DIRECTIONS FOR THIS TASK:
The answer must be every line from the listing that holds the string "green".

....................

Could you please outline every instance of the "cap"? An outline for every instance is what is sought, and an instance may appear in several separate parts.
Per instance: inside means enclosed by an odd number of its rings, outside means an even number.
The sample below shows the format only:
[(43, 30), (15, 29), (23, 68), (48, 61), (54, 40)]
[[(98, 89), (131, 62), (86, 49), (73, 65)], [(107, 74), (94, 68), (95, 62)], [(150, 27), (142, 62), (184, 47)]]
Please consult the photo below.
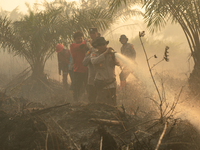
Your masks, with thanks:
[(98, 32), (97, 28), (89, 28), (89, 33), (95, 33)]

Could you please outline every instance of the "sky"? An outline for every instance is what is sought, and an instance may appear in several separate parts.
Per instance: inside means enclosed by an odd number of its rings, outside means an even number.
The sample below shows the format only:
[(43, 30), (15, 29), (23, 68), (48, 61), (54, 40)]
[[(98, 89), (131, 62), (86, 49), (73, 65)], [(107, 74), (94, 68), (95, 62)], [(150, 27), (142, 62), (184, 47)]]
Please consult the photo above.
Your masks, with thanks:
[[(46, 0), (47, 2), (52, 2), (54, 0)], [(67, 0), (67, 1), (78, 1), (78, 0)], [(34, 4), (35, 2), (41, 3), (43, 0), (0, 0), (0, 7), (3, 10), (12, 11), (17, 6), (19, 6), (19, 11), (26, 12), (27, 7), (25, 3), (29, 3), (30, 5)]]

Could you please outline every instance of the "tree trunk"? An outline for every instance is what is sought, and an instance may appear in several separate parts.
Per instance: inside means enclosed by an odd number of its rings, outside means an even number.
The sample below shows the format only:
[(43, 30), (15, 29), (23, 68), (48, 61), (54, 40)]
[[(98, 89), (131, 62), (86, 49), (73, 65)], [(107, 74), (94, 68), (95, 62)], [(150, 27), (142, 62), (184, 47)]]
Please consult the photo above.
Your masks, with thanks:
[(46, 79), (46, 76), (44, 74), (44, 64), (40, 61), (35, 63), (32, 67), (32, 78), (33, 79)]
[(200, 59), (195, 63), (194, 69), (190, 74), (188, 82), (192, 94), (200, 94)]

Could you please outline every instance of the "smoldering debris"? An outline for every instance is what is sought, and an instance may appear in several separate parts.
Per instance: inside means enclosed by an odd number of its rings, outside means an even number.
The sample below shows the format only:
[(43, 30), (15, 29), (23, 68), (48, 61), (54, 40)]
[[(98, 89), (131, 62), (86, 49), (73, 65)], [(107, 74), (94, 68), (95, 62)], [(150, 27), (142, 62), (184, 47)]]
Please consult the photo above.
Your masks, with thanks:
[[(5, 93), (1, 95), (1, 101), (5, 97), (9, 99)], [(161, 122), (149, 113), (129, 115), (126, 108), (106, 104), (66, 103), (51, 107), (32, 104), (26, 105), (29, 109), (21, 108), (11, 114), (5, 107), (9, 103), (2, 104), (2, 150), (99, 150), (100, 147), (102, 150), (146, 150), (157, 146), (160, 150), (200, 148), (199, 132), (188, 121), (181, 119), (170, 118)], [(13, 107), (17, 105), (13, 104), (10, 109)]]

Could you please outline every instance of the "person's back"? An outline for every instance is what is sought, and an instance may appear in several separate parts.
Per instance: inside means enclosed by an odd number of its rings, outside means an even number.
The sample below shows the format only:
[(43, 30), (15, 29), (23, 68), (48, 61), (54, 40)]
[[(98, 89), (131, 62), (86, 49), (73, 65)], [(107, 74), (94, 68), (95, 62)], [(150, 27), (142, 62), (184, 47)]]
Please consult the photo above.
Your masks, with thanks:
[(65, 88), (68, 87), (67, 75), (68, 75), (68, 64), (70, 59), (70, 52), (68, 49), (65, 49), (62, 44), (56, 45), (56, 52), (58, 58), (58, 70), (59, 75), (63, 75), (62, 81)]
[(63, 49), (61, 52), (57, 53), (58, 61), (62, 65), (68, 65), (70, 59), (70, 52), (67, 49)]

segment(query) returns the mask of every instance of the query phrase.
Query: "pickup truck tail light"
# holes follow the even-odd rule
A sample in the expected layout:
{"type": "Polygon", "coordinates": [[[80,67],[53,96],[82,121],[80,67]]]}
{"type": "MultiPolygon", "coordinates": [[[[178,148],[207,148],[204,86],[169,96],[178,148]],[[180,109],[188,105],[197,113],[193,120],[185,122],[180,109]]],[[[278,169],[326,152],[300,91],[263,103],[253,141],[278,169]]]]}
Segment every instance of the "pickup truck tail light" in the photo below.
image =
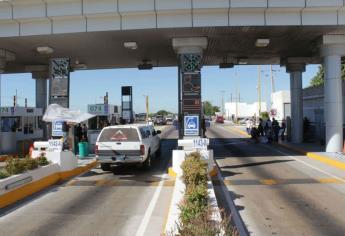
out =
{"type": "Polygon", "coordinates": [[[143,144],[140,145],[140,155],[145,155],[145,145],[143,144]]]}
{"type": "Polygon", "coordinates": [[[98,145],[95,145],[95,154],[98,155],[98,145]]]}

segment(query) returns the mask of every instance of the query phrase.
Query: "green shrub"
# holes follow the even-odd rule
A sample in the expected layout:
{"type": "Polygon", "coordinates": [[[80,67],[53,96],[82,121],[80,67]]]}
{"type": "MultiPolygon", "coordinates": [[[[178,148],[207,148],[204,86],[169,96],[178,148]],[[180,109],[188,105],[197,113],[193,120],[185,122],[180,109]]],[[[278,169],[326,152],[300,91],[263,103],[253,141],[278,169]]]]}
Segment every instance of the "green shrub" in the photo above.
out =
{"type": "Polygon", "coordinates": [[[5,179],[9,176],[10,174],[8,174],[6,170],[0,170],[0,179],[5,179]]]}
{"type": "Polygon", "coordinates": [[[21,174],[27,170],[25,159],[9,157],[6,160],[5,170],[10,175],[21,174]]]}
{"type": "Polygon", "coordinates": [[[35,158],[25,158],[26,168],[28,170],[34,170],[38,168],[38,160],[35,158]]]}
{"type": "Polygon", "coordinates": [[[189,154],[182,163],[181,168],[187,191],[189,186],[207,186],[207,163],[201,160],[200,153],[193,152],[189,154]]]}
{"type": "Polygon", "coordinates": [[[38,161],[38,165],[39,166],[49,165],[49,161],[48,161],[48,159],[44,155],[39,156],[37,158],[37,161],[38,161]]]}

....................

WRITTEN REPLY:
Query: "green shrub"
Segment every instance of the "green shrub" in the photo above.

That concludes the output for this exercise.